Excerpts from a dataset
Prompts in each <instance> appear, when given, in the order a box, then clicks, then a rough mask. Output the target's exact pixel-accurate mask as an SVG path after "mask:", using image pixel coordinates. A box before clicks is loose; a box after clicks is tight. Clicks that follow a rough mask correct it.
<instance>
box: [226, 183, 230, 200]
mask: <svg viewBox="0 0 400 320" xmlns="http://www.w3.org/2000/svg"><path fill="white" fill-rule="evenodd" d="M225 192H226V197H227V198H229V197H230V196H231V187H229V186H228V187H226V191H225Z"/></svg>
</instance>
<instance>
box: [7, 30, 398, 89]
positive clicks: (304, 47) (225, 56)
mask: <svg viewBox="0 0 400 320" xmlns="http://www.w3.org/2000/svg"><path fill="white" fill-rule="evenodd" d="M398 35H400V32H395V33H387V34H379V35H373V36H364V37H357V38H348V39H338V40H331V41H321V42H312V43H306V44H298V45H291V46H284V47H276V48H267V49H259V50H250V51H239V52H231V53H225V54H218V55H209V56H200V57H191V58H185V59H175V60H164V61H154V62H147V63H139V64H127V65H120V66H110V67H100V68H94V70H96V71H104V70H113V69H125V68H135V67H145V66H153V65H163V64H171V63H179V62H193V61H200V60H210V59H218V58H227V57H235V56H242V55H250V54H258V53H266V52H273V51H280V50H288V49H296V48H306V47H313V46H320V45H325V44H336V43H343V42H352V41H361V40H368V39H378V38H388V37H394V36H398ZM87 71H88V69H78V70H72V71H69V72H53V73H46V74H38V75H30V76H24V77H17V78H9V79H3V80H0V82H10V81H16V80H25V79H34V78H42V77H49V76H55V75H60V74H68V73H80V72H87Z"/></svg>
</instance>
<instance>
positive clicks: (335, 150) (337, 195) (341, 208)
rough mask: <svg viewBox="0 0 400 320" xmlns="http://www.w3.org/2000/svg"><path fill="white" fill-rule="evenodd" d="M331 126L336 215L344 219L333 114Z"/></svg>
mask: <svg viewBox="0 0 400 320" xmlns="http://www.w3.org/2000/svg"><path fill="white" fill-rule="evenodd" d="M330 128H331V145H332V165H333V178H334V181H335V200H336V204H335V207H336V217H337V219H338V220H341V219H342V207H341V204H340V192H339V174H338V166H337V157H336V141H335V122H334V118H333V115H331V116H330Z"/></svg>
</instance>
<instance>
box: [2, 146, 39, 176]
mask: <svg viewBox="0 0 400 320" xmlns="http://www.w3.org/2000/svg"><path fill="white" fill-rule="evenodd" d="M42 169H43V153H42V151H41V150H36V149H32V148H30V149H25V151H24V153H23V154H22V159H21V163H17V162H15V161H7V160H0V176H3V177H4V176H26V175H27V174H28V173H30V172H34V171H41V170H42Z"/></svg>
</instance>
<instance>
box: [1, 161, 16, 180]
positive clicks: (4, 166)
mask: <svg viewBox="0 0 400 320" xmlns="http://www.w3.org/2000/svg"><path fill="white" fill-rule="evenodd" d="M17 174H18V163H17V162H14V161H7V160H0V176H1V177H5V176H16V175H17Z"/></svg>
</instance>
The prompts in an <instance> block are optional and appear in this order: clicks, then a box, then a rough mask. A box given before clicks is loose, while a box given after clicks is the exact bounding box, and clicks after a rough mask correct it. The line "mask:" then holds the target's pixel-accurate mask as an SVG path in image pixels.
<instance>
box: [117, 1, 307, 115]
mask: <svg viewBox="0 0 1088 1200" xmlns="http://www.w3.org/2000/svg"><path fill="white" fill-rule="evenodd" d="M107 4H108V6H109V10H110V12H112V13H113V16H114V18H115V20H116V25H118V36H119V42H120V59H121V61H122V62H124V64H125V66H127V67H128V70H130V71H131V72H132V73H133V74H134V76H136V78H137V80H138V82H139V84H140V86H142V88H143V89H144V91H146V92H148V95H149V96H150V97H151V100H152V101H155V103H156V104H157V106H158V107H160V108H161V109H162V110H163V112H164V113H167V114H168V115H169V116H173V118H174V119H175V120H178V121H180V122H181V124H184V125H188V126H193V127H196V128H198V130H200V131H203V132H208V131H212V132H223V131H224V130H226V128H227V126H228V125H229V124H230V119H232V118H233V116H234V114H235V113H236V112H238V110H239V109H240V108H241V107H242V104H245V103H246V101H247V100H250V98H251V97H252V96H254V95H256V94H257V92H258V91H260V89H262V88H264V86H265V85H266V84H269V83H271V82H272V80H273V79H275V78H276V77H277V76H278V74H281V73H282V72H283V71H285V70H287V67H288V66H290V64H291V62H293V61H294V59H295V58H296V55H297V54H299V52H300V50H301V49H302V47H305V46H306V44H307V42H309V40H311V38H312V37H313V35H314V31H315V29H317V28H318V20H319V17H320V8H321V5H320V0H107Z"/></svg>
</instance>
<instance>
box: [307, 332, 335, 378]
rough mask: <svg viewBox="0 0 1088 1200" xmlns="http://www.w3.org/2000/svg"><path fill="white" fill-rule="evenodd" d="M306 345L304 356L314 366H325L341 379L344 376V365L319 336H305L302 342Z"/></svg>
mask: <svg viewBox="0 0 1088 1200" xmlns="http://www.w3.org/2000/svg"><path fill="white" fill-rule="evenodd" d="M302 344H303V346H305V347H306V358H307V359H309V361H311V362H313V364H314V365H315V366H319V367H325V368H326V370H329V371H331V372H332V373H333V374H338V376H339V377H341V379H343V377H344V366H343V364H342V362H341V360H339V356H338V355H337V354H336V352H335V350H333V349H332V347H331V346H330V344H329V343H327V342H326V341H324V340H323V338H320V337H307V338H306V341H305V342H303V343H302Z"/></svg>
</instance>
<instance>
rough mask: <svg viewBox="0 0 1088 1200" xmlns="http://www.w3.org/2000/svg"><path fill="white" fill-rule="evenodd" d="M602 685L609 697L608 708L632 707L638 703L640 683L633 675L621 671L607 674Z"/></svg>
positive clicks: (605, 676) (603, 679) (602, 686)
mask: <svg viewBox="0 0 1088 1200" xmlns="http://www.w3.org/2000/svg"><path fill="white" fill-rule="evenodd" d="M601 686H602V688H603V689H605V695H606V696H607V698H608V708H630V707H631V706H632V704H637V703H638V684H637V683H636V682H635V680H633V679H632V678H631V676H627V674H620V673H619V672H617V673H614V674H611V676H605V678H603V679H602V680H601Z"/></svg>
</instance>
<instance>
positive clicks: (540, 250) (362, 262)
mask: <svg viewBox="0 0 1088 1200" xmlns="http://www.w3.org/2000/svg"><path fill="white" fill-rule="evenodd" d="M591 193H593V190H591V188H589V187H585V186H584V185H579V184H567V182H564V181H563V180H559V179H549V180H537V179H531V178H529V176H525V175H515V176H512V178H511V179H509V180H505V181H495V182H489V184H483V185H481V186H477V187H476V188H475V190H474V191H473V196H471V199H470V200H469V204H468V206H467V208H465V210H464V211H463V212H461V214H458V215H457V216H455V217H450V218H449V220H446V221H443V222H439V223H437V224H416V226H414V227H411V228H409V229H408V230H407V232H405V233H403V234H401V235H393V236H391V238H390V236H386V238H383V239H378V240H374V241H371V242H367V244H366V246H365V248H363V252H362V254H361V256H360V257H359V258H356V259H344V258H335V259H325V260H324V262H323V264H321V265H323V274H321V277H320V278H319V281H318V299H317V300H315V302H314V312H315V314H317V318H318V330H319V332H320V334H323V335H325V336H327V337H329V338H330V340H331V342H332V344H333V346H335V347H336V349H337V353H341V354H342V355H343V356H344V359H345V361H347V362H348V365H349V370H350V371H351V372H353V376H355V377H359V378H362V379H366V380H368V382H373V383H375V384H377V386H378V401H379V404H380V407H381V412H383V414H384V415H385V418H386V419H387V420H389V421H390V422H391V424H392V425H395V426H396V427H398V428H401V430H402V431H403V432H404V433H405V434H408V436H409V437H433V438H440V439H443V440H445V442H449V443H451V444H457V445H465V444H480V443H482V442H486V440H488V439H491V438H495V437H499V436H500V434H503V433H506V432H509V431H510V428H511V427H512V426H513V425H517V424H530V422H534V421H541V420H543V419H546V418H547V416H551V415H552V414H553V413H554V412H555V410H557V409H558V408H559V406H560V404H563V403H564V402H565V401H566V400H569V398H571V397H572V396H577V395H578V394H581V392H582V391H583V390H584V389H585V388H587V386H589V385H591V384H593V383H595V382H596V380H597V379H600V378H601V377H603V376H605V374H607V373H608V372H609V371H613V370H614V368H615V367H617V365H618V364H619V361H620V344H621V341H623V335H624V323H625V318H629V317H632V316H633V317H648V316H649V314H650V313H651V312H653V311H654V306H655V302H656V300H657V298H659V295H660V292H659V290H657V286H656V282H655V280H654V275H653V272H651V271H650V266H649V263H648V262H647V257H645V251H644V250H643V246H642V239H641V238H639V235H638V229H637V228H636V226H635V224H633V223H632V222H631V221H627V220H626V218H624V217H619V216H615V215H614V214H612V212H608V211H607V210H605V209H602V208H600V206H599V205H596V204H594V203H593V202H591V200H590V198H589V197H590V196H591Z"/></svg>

What is being asked:
Look through the entries. Copy out each line with "given" in it.

Output below:
Prompts in each <instance> appear, when given, in the order a box, then clicks, then a rough mask. Output the target's exact pixel-accurate mask as an SVG path after "mask:", using image pixel coordinates. A box before clicks is loose; a box after clicks is tight. Clicks that follow a rough mask correct it.
The prompts in an <instance> block are optional and appear in this order: clicks, then a box, then a rough mask. A box given before clicks is loose, while a box given after clicks is the exact bounding box, and clicks after a rough mask correct it. The line "mask:" then holds the target's pixel-accurate mask as an SVG path in image pixels.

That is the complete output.